## DOCUMENT SECTION
--- --- ---

Human Welfare, Rights, and Social Activism: Rethinking the Legacy of J.S. Woodsworth

By Jane Pulkingham

Review By Karen Murray

November 4, 2013

BC Studies no. 172 Winter 2011-2012  | p. 141-45

Human Welfare, Rights, and Social Activism is one of those unique edited volumes in which the whole is indeed greater than the sum of its parts. As suggested in the subtitle, the legacy of J.S. Woodsworth is the focus of discussion, but the book’s importance derives more from how it uses the figure of Woodsworth to cast new light on historical and contemporary understandings of Canada’s “liberal order framework” (MacKay 2000). 

Volume editor Jane Pulkingham situates the text against the backdrop of Ian MacKay’s insistence not only that the pressing issues of the day need to be understood in historical context but also that the presuppositions of the day should not be imposed upon how we understand history (5). This is a tall order and one that is far from apolitical. Who gets to tell history, how the  “truth” of history is defined, and how it is used for political purposes – these are questions that infuse Canadian political life at all levels and in every corner. Stepping up to this challenge, the book evaluates Woodsworth’s contemporary political pertinence in relation to diverse themes, including labour relations, poverty, colonial rule, racism, capitalism, globalization, resistance, and democratic governance. The contributors are drawn from cultural anthropology, indigenous studies, law, literary and cultural studies, political science, social work, and sociology. Not surprisingly, given the disciplinary positions of the authors, the text enlists an array of analytical frames, including Derridean, neo- Foucauldian, Gramscian, feminist, post-colonial, and political economic. Deftly crafted, the book ponders the historical significance of Woodsworth in a manner that unsettles history as the ineluctable progress from then to now; and it encourages readers to see past the tired old lines of the holy trinity of “otherness” (race, class, gender) to show that political hierarchies in manifold forms are enmeshed within a larger terrain of power and politics. A broad readership will be drawn to this book. It will be of interest not only to people wanting to know more about Woodsworth or the “history of the left” but also to anyone interested in making another, better, world possible through collective action.

--- --- ---

Please say which disciplines the book review lists as the fields the contributors are drawn from.

## SOURCE EXCERPT
--- --- ---

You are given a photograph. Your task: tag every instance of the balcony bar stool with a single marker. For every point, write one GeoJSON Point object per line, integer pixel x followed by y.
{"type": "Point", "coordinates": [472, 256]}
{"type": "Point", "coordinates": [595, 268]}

--- --- ---

## REPLY
Cultural anthropology, indigenous studies, law, literary and cultural studies, political science, social work, and sociology.